▸ **What needs to be done**
Can you repeat the part of the records that opens with the line containing "For the scoring pass, find every instance of the overcast" and closes with the line containing "[[240, 188]]", substituting "cloudy sky" for "overcast sky" and keeping everything else the same?

▸ **Recorded data**
++++++++++
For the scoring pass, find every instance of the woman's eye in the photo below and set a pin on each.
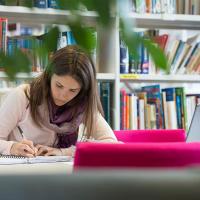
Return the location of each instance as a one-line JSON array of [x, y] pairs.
[[59, 86]]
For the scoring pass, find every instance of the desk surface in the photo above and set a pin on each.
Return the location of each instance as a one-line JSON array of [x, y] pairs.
[[38, 168]]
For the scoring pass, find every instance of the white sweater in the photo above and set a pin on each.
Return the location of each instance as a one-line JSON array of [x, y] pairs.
[[13, 113]]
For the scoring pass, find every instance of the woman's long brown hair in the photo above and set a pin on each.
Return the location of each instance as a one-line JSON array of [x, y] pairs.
[[73, 61]]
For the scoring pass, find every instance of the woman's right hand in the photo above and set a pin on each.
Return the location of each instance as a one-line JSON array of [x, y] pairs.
[[23, 148]]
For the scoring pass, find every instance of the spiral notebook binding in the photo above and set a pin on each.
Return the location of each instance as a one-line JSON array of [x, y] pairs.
[[12, 156]]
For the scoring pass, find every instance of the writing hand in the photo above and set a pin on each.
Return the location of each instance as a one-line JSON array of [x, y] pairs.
[[23, 148], [47, 151]]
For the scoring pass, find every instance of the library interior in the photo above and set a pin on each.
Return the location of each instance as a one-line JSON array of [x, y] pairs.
[[99, 99]]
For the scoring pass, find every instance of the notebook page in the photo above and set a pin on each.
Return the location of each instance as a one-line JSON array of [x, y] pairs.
[[49, 159], [9, 160]]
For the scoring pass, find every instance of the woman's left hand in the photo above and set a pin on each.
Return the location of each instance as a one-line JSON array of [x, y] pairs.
[[48, 151]]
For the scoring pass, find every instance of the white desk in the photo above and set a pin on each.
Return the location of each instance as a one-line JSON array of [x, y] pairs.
[[39, 168]]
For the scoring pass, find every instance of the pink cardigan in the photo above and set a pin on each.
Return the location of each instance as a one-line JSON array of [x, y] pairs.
[[14, 112]]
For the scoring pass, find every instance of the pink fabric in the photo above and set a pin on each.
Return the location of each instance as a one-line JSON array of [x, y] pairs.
[[137, 155], [176, 135]]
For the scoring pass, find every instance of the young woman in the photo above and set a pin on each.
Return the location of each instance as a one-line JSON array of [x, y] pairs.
[[61, 106]]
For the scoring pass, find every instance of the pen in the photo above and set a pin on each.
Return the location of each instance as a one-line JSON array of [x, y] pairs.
[[20, 130]]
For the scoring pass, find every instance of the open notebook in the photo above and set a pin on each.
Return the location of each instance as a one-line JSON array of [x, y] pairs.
[[9, 160]]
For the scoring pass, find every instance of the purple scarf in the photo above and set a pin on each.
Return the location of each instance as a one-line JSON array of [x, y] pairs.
[[61, 120], [59, 115]]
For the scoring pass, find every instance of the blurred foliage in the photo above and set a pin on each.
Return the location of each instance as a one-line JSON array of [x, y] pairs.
[[85, 37]]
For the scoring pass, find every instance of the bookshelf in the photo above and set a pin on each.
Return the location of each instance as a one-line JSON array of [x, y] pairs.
[[106, 69], [166, 21], [134, 82], [108, 41]]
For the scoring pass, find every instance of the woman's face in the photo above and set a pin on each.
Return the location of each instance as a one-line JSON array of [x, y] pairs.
[[63, 89]]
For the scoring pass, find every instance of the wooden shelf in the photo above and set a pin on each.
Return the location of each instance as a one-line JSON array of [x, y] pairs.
[[166, 21], [44, 16], [100, 76]]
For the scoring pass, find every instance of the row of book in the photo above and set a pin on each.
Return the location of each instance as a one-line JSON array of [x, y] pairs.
[[156, 108], [183, 55], [35, 3], [3, 37], [166, 6], [105, 91]]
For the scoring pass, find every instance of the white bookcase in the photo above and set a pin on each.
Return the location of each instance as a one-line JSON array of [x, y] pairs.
[[108, 45]]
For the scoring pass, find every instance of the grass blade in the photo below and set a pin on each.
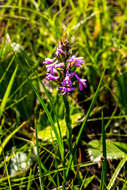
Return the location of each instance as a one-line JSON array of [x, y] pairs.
[[10, 136], [104, 164], [84, 122], [116, 173], [7, 93]]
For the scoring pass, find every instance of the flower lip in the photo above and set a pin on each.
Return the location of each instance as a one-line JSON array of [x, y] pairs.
[[48, 61], [76, 61], [67, 80], [65, 90], [51, 77]]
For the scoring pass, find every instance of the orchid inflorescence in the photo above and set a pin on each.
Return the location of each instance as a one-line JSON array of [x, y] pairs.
[[62, 69]]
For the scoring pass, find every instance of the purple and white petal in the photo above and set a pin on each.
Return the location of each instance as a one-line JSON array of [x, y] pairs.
[[51, 77], [48, 61]]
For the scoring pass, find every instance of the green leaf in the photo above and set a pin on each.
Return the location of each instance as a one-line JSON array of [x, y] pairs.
[[7, 93], [47, 134], [116, 173], [122, 92], [113, 151]]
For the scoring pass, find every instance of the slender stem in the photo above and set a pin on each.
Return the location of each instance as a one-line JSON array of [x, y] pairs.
[[104, 164], [68, 122]]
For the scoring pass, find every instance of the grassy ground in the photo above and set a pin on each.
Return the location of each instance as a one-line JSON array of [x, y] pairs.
[[35, 152]]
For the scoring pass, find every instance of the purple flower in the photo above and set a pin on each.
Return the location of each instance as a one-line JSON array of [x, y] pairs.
[[52, 68], [51, 77], [59, 50], [75, 61], [65, 90], [48, 61], [82, 82], [67, 80]]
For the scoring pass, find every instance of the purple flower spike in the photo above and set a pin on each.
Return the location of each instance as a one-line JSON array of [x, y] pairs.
[[51, 77], [67, 80], [52, 68], [65, 90], [76, 61], [59, 50], [82, 82], [48, 61]]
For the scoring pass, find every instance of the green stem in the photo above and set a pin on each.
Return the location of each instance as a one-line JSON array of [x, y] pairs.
[[104, 164], [68, 122]]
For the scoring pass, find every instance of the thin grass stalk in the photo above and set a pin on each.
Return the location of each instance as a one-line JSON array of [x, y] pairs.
[[39, 160], [104, 164], [68, 122], [53, 108], [84, 122]]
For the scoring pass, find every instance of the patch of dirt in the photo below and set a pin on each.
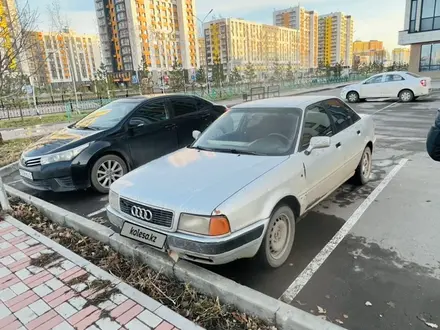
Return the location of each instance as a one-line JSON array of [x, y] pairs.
[[206, 311]]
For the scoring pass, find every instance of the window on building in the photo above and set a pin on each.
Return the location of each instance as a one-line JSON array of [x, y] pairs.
[[430, 57], [430, 18]]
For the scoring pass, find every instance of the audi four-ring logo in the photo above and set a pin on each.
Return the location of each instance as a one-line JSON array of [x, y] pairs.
[[141, 213]]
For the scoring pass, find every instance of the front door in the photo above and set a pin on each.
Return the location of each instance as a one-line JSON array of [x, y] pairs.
[[152, 132], [322, 165], [372, 88]]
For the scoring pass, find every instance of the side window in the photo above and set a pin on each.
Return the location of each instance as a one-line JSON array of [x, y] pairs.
[[374, 80], [393, 77], [183, 105], [150, 113], [343, 116], [316, 123]]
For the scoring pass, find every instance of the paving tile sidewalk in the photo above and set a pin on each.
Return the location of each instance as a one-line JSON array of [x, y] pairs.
[[58, 296]]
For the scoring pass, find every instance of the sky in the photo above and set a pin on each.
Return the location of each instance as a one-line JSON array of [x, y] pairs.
[[374, 19]]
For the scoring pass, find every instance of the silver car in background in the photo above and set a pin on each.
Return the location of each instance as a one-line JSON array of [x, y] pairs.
[[239, 189]]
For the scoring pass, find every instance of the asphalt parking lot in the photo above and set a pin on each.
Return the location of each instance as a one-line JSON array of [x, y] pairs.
[[368, 256]]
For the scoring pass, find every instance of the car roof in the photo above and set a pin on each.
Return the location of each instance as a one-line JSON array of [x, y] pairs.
[[285, 102]]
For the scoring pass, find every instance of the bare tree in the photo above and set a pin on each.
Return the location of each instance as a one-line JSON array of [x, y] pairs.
[[16, 42]]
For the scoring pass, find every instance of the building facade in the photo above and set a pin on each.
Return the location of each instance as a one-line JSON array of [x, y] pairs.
[[59, 58], [335, 39], [422, 32], [155, 33], [236, 42], [307, 24], [401, 55]]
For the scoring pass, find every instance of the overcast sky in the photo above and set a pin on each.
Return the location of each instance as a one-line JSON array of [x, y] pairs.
[[374, 19]]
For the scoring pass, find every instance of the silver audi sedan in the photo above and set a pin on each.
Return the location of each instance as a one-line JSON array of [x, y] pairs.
[[240, 188]]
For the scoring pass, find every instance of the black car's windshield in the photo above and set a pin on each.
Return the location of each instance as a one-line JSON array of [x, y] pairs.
[[259, 131], [108, 116]]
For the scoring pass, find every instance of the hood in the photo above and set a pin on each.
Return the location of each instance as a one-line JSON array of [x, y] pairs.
[[60, 140], [193, 181]]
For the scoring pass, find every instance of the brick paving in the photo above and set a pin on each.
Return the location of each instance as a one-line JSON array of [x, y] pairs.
[[58, 295]]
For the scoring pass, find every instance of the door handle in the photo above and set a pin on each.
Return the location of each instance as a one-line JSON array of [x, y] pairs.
[[170, 126]]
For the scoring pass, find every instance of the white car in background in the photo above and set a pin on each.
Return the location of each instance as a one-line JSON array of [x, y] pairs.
[[404, 85]]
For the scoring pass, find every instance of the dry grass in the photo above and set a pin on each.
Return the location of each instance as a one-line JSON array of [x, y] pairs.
[[10, 151], [206, 311]]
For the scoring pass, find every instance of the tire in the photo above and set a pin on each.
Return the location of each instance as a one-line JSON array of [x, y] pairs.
[[281, 228], [363, 171], [352, 97], [117, 169], [406, 95]]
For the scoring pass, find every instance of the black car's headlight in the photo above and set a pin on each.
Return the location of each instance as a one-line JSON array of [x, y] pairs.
[[63, 156]]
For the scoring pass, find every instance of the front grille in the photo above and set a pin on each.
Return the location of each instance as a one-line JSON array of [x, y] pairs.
[[160, 217], [32, 162]]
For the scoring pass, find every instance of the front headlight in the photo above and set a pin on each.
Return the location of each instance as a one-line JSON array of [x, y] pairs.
[[113, 200], [63, 156], [210, 225]]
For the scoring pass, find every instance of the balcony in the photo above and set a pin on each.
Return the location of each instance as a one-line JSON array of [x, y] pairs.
[[406, 38]]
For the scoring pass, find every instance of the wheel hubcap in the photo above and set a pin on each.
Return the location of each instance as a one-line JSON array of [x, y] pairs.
[[366, 165], [279, 235], [108, 172]]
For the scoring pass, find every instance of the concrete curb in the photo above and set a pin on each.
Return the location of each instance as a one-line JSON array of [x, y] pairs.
[[247, 300], [8, 169]]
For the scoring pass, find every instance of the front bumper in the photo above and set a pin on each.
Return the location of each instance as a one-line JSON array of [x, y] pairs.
[[215, 251], [58, 177]]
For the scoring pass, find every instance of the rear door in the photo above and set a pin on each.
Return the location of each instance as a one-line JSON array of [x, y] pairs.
[[348, 131], [372, 88], [151, 132], [393, 84], [188, 117]]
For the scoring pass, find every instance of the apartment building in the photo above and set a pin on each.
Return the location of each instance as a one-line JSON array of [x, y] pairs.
[[306, 21], [422, 32], [236, 42], [335, 39], [59, 58], [401, 55], [157, 33]]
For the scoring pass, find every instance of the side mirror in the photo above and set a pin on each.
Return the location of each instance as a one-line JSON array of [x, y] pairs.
[[318, 142], [196, 134]]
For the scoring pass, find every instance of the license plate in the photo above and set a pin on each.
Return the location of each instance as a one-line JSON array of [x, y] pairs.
[[26, 174], [143, 235]]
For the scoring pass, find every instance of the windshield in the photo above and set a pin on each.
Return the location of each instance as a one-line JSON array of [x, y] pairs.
[[108, 116], [260, 131]]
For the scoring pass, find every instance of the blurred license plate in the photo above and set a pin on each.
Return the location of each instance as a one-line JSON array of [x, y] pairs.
[[143, 235], [26, 174]]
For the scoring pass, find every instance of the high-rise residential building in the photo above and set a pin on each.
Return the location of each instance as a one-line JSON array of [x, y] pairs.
[[236, 42], [422, 32], [368, 52], [155, 33], [401, 55], [58, 58], [335, 39], [307, 24]]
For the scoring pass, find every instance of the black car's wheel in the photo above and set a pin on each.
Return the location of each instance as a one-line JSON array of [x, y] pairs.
[[406, 96], [352, 97], [363, 171], [278, 240], [105, 171]]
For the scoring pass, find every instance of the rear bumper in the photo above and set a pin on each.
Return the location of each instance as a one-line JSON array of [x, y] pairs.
[[215, 251]]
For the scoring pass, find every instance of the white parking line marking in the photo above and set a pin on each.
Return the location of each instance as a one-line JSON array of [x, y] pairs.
[[96, 212], [388, 106], [299, 283]]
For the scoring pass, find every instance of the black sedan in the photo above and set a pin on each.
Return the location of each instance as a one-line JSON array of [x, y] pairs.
[[117, 138], [433, 140]]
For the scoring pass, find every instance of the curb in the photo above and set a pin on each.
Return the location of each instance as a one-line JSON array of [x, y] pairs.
[[8, 169], [247, 300]]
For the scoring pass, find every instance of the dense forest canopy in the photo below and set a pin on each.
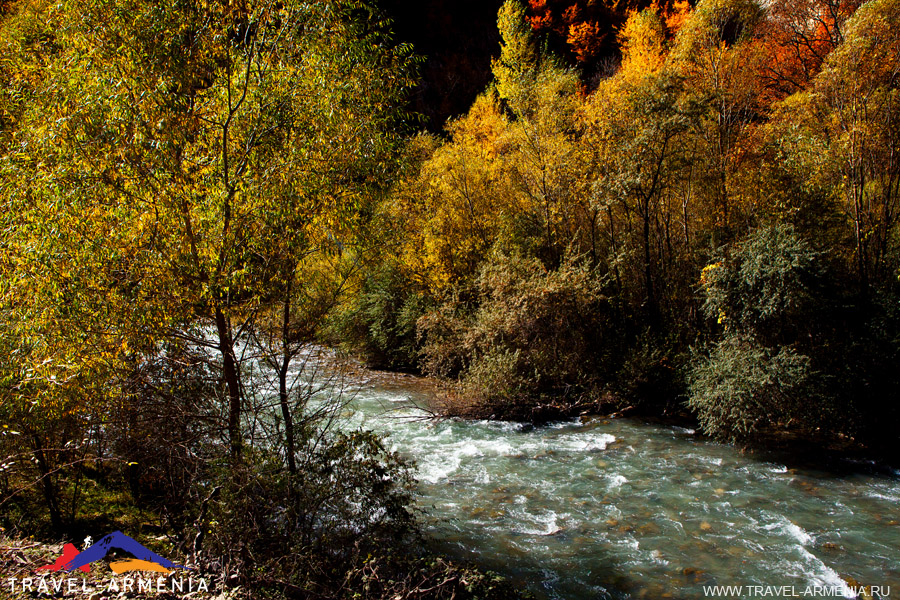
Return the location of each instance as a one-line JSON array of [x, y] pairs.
[[678, 209]]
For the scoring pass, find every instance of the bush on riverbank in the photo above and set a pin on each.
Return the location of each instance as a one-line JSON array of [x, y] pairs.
[[531, 339]]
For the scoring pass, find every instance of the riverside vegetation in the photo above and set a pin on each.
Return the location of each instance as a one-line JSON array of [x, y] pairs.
[[710, 229], [194, 194]]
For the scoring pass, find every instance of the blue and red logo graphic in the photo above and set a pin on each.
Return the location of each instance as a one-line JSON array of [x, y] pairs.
[[144, 559]]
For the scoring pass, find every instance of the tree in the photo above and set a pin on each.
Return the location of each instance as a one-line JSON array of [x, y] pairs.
[[175, 170]]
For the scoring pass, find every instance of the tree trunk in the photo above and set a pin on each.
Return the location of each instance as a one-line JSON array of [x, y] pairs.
[[232, 382]]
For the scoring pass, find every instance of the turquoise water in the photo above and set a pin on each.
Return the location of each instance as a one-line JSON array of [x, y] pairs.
[[624, 509]]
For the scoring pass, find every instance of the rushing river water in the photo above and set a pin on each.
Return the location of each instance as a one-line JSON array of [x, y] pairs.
[[624, 509]]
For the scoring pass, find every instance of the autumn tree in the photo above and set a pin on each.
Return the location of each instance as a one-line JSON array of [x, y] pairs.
[[177, 171]]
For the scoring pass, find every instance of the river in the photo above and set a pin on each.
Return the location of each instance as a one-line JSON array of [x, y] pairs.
[[624, 509]]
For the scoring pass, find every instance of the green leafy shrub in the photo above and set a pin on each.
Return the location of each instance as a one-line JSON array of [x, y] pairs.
++++++++++
▸ **Result of this task**
For the scoring pass, find every instance of the cloudy sky in the photo above and set a pin on each.
Return the location of each instance as a one-line JSON array of [x, y] pairs.
[[374, 19]]
For the scoring pass, find every instance of the silver audi sedan in the photo above and set a pin on each.
Return the location of each instance as a one-line JSON array of [x, y] pairs.
[[240, 188]]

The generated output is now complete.